**Selected passage:**
- - - -
In Uganda, diarrhea is still the second childhood killer disease among children under five just after malaria. The early introduction of integrated management of childhood illnesses (IMCI) program paved a way of managing diarrhea among other childhood illnesses but as the author clearly states; the previous interventions need to be re-examined for effectiveness and efficiency if the primary goal is that of reducing costs by decreasing un necessary use of antibiotics which not only are expensive but also are increase risks of resistance.
Using Zinc in combination with Oral rehydration salts in an effort to reduce use of intravenous fluids needs to embraced by health workers in a struggle to achieve the millennium goal of reducing child mortality rates.
The challenges foreseen in developing countries Uganda inclusive remains at looking at costs of making Zinc available and accessible at even lower level health units both government and private health units. We should also be cognizant about the fact that the majority of low income population stays in villages or country side.
Buy-in on the part of Governments for such program is extremely important if programs like this one are to succeed. Financing health programs remains paramount and therefore budget allocation for such programs is vital. Health worker training in terms of continued profession development to emphasize advantages of Zinc in combination with oral rehydration salts needs to be widely spread especially when we know that intravenous fluids needs skilled health worker to be introduced. It is therefore imperative to support this global notion.
- - - -
[Region descriptions in natural language]
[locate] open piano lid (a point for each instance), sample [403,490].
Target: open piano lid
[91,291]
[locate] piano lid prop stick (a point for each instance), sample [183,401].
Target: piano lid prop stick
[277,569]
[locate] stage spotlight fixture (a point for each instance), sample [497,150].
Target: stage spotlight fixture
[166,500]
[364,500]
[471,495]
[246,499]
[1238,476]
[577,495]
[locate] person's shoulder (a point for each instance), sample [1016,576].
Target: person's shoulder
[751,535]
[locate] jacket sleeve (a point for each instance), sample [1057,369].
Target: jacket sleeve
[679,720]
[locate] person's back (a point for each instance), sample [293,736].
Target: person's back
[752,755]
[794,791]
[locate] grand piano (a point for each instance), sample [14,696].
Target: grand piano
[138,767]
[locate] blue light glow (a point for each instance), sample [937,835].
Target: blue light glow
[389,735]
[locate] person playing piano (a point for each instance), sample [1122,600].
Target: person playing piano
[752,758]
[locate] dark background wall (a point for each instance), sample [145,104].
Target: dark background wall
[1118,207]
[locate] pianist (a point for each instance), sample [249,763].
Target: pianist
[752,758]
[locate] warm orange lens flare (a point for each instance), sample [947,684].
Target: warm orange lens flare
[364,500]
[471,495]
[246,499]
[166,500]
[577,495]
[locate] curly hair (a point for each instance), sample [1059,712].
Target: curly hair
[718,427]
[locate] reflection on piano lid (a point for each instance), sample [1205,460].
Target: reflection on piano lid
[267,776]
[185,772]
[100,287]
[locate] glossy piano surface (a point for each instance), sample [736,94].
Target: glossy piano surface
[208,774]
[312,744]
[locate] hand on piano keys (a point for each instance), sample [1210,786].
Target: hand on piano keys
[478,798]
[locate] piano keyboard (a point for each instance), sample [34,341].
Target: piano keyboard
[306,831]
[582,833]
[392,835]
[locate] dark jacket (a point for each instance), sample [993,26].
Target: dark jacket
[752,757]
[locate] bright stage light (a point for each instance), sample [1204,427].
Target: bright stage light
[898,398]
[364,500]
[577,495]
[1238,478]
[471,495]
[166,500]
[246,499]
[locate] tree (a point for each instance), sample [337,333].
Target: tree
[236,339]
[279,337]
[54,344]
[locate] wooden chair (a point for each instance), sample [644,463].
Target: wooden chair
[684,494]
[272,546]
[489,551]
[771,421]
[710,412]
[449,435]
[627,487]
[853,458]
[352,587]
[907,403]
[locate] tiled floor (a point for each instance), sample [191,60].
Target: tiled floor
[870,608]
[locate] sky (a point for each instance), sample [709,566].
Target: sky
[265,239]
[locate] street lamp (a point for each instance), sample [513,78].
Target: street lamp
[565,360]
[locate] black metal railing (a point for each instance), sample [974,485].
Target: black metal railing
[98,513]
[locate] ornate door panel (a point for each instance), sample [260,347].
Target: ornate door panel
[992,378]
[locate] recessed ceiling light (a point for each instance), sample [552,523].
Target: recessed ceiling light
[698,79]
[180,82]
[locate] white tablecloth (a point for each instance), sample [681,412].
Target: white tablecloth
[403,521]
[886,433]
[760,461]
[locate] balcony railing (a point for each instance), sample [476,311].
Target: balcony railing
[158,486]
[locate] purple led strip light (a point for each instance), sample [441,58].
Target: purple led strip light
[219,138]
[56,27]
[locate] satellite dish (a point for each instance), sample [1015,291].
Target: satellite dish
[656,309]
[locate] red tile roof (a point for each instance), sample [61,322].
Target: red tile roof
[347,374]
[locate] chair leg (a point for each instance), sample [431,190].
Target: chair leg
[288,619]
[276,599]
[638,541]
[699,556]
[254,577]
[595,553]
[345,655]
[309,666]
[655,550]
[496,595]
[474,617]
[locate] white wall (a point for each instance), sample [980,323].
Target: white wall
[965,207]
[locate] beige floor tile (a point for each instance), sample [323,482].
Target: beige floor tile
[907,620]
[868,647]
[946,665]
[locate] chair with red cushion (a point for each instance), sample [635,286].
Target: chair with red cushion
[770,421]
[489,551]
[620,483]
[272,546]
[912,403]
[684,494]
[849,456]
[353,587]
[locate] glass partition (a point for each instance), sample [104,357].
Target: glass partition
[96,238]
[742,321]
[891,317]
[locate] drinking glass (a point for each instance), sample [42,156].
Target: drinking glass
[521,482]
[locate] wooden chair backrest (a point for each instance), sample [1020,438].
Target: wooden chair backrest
- - - -
**Your instructions:** Copy the passage on childhood diarrhea in Uganda word for word, starting at "The challenges foreseen" and ending at "or country side.". This material stands apart from the passage on childhood diarrhea in Uganda.

**Exercise result:**
The challenges foreseen in developing countries Uganda inclusive remains at looking at costs of making Zinc available and accessible at even lower level health units both government and private health units. We should also be cognizant about the fact that the majority of low income population stays in villages or country side.